The universe is synchronous and integral—it is a big picture made up of both substance and energy. For example, magnetism is a result of spin, with is a dynamic all particles have because they are vortexial. But even at the subatomic level they don’t spin in isolation. Their spins all affect each other. If you try to imagine examining a compass needle to find out why it points north no matter where it is, the only thing that makes sense is the earth in its entirety has a magnetic field and compass needles align themselves with this field—which shifts a slight bit all the time.

It is also known that the Sun and planets all have magnetic fields of various strengths and orientations, all of which influence the solar system’s field. Moreover our galaxy has a magnetic field that our solar system interacts with. Indeed the universe has one, and each magnetic field influences all the others.

The gravitational fields of the Sun and its planets interact, each influencing the others and vice versa. Since Newton (1643-1727) and Herschel (1738-1822) it’s been understood that one body affects all the others. Herschel calculated for the probable position of something disturbing the motion of Saturn and found Uranus. Neptune was found the same way. Today quite a number of planetary bodies are found in this fashion around stars beyond the Sun. Astronomers accept that our sun is spiralling toward some ‘great attractor’ in the star rich region of Scorpio/Sagittarius, although since the universe is expanding we are not likely to get there.

§

What you will do –
Write the next part of the passage on interacting magnetic and gravitational fields, starting after its final sentence. The listing after this comes from a separate source.

§

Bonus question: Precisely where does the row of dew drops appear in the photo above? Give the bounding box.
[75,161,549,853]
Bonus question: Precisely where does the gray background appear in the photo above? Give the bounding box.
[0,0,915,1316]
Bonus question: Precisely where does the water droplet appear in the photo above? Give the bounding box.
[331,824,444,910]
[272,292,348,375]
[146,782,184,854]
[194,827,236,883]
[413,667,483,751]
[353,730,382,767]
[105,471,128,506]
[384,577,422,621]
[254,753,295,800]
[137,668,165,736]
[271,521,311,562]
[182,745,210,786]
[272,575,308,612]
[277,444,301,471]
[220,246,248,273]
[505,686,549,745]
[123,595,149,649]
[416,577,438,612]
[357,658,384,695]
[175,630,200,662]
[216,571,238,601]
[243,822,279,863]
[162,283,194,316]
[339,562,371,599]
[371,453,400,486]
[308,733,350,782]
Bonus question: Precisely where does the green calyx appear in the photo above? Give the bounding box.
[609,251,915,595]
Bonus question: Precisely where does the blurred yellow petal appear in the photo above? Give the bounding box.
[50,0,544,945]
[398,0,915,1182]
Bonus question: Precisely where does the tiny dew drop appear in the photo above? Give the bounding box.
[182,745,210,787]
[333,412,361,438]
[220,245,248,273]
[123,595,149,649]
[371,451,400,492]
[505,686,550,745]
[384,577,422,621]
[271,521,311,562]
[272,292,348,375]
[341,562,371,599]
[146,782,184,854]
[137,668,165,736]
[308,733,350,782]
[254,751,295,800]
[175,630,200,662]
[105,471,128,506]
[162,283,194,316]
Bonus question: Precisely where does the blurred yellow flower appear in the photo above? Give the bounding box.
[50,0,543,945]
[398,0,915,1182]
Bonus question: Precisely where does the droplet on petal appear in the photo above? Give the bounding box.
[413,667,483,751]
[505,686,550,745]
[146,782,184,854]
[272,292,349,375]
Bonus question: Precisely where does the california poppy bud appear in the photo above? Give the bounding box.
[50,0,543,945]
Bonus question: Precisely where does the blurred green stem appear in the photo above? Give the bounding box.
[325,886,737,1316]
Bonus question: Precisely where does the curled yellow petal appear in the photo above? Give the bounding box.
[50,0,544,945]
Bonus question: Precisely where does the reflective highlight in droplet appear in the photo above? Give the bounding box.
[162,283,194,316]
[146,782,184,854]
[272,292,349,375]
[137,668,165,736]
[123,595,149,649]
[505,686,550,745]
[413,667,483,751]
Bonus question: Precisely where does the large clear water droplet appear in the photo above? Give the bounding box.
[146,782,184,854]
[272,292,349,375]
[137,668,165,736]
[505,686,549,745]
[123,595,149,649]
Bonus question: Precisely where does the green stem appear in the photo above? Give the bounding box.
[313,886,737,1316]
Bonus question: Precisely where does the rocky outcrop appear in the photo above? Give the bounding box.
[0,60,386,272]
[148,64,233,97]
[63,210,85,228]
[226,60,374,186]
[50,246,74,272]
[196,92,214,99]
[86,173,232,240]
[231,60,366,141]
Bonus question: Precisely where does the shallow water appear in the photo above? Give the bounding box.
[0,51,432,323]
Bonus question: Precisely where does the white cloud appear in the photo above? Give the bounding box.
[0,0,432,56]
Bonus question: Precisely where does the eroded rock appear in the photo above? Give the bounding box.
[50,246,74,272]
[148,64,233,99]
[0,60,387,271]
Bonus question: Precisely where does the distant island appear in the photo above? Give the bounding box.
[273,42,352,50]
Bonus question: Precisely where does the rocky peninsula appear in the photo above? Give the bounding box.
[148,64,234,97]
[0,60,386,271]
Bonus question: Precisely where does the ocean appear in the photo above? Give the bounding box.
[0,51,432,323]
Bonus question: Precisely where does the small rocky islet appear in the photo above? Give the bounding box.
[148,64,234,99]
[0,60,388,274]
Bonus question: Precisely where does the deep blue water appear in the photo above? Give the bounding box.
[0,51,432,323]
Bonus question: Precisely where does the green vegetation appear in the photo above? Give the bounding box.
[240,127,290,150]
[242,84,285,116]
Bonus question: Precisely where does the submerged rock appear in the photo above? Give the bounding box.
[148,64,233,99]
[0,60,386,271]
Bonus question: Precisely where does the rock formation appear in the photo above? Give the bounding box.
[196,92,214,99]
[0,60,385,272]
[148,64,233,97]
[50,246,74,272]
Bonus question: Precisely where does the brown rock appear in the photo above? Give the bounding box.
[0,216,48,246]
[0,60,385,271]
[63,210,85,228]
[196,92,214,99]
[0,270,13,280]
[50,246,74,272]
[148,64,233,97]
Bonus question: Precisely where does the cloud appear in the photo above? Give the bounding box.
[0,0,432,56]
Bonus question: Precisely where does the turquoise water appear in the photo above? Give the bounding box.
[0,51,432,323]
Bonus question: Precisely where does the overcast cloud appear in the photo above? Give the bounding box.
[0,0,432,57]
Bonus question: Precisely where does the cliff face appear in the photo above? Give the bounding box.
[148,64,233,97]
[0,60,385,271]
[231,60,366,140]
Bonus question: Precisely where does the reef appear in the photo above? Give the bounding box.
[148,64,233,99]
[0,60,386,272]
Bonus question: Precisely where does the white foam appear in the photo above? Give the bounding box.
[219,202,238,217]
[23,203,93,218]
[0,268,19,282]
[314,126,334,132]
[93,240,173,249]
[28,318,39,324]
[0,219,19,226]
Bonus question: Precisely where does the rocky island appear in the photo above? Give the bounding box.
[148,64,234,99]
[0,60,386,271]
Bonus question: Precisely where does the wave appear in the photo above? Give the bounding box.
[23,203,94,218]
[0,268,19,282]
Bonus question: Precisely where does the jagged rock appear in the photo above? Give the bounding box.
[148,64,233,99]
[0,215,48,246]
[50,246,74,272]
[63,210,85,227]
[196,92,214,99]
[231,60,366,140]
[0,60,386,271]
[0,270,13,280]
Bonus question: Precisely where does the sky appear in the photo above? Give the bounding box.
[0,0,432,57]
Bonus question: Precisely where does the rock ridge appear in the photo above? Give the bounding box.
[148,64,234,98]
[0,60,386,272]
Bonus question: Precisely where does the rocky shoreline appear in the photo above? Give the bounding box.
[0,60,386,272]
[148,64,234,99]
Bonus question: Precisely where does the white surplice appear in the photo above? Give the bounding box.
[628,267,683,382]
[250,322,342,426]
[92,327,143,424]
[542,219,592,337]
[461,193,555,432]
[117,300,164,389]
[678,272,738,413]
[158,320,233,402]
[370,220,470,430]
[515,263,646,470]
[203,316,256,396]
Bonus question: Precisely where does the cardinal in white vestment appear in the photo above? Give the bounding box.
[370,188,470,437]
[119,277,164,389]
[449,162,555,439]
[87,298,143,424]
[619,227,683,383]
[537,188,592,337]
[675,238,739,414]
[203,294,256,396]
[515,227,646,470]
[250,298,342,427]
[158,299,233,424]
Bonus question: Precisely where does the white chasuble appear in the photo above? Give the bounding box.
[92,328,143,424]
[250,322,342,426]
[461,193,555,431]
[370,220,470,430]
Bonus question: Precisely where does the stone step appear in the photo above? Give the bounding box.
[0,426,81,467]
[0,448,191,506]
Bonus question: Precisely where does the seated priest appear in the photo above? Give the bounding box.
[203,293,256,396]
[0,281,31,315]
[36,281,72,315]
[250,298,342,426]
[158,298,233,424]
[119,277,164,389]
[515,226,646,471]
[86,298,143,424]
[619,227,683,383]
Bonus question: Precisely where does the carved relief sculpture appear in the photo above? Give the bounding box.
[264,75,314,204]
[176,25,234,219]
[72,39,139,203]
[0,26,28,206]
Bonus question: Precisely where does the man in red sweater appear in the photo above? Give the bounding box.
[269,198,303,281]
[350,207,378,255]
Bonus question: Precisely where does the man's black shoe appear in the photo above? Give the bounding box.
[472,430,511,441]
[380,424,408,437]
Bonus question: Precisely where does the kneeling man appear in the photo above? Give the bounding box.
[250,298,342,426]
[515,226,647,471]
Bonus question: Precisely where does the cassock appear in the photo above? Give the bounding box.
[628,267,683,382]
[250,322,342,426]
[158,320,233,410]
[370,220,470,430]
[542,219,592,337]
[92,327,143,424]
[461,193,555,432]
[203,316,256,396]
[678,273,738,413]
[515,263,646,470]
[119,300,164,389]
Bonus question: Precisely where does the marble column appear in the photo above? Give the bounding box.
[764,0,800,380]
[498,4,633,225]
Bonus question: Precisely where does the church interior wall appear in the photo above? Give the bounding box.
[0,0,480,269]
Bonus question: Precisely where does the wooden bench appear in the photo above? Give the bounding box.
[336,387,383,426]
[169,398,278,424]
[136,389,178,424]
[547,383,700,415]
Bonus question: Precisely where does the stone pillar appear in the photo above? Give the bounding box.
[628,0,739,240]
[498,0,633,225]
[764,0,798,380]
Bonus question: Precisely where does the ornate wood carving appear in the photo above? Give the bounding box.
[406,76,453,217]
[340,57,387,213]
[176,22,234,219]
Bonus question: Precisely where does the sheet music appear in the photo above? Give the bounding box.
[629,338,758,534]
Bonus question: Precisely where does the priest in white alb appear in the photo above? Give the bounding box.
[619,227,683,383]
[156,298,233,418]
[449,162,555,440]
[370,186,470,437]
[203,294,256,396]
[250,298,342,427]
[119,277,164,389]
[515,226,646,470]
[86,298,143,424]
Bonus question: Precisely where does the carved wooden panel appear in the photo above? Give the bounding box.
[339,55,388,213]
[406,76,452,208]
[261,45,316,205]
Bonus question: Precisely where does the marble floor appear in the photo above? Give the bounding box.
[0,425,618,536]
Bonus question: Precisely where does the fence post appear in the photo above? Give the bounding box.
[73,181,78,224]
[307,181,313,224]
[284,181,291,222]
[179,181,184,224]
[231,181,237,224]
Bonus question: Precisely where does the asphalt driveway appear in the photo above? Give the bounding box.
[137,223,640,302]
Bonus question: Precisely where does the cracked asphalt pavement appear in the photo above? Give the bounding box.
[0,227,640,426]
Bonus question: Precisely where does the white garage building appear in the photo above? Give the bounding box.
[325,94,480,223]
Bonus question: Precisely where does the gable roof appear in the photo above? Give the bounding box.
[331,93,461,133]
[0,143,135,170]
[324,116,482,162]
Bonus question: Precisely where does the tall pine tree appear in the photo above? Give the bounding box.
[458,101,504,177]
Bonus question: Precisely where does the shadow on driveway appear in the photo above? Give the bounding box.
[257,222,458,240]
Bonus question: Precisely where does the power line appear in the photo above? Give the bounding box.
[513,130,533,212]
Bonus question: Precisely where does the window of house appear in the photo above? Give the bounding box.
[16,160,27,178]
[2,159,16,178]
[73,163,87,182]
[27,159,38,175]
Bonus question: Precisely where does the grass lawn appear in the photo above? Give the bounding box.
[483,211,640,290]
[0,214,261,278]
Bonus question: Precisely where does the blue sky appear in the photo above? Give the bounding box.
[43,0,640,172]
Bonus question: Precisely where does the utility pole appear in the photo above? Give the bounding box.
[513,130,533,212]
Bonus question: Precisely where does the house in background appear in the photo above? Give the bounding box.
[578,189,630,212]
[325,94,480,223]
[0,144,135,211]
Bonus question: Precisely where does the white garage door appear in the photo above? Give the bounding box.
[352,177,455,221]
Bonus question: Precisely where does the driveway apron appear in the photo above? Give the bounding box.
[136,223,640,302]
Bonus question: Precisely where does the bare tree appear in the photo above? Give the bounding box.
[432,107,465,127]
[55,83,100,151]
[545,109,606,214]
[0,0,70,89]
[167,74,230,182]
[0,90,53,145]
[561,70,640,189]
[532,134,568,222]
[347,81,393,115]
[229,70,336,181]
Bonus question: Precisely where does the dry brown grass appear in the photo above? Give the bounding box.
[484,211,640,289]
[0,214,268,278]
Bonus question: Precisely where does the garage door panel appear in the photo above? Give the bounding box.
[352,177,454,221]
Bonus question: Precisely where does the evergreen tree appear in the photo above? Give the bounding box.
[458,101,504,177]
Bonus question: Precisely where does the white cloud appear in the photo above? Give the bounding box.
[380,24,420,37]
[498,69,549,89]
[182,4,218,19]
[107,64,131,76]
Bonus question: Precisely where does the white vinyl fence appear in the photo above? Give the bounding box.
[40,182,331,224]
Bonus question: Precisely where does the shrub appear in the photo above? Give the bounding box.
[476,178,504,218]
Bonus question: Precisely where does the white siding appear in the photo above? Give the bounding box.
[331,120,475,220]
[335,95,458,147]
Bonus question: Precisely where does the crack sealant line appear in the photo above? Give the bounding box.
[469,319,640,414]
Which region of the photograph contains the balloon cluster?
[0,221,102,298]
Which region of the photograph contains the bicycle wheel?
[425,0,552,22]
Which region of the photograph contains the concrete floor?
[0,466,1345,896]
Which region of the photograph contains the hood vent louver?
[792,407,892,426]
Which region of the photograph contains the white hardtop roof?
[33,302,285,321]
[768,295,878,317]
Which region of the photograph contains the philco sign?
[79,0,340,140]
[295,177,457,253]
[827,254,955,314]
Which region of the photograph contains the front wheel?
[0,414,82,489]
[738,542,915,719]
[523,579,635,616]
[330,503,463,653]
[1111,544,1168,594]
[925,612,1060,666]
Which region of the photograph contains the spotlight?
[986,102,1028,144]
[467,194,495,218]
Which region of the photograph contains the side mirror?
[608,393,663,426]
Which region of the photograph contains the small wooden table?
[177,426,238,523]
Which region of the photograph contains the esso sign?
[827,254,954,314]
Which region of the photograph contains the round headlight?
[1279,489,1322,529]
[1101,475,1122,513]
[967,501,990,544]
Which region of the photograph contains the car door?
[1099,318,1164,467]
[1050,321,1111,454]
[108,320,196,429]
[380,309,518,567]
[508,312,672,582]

§

Task answer –
The Moon rather obviously interacts with ocean currents, tides and weather patterns, and the Sun emits a stream of charged particles called the solar wind, as well as events known as solar storms or flares. The subtle effects of such things as sun spots are often beyond our detection with scientific instruments, but with biological organisms being far more sensitive it is not surprising to find related effects in crop production and stock market prices.

Thus it is scientific ignorance when agricultural pundits say the forces at work between Sun and earth and beyond to the edges of the universe—particularly in regard to the Moon and planets—have nothing to do with what happens in agriculture.

Rudolf Steiner’s Insights

Sometimes it is tough being on the cutting edge as the know-it-alls can be generous with scorn and immune to meticulous experiment. Such a cutting edge scientist was Rudolf Steiner (1861-1925). With the best of educations in maths, chemistry and biology, he was an original thinker in a breathtaking variety of disciplines. He not only realized there was a nutritional connection to the chemistry and physics of thought and motivation, but he also saw there was something profoundly important in how apples get up in trees before ripening and falling. Despite gravity, they get up there; so Steiner went looking for the force of levity, as is seen in living organisms. He called this the ether, and he associated it with the outermost boundary of the universe.

In the winter of 1999-2000 astronomers found overwhelming evidence of levity in Hubble observations showing the universe is expanding fastest at its edges, but an understanding of levity comparable to Steiner’s still hasn’t gained traction amongst most physicists because they tend to studiously ignore the realm of life. Of course old teachings—like Newton’s treatment of gravity as a single rather than a polar force—tend to die hard. Indeed gravity is the idea most resistant to change in physics because it is thought of as the first force. If gravity needs re-examination as a polar rather than a single force, this will require re-examining everything else in physics.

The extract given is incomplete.